- **Provided entries**
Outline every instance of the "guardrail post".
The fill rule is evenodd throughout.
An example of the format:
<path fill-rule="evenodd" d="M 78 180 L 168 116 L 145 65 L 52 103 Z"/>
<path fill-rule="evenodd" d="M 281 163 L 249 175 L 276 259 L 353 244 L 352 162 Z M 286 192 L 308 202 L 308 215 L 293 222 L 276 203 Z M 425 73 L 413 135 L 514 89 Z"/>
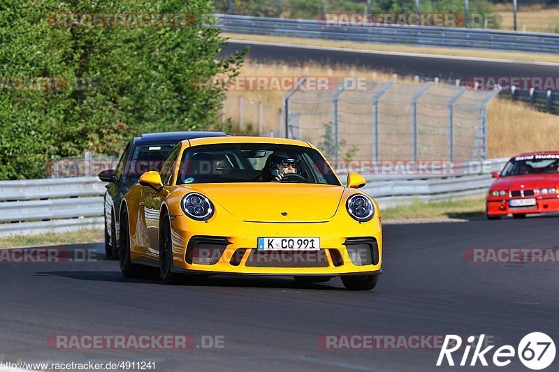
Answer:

- **Short problem**
Copy out the rows above word for word, leaving out the picture.

- **Task output**
Outline every instance of the "guardrail post".
The fill rule is evenodd throughout.
An example of the format:
<path fill-rule="evenodd" d="M 78 180 L 168 116 L 145 65 L 52 103 Z"/>
<path fill-rule="evenodd" d="M 281 163 L 249 175 L 276 259 L 353 244 L 352 162 Z M 286 192 L 308 202 L 308 215 L 293 222 L 276 203 Z M 425 73 L 413 135 L 514 89 Z"/>
Answer:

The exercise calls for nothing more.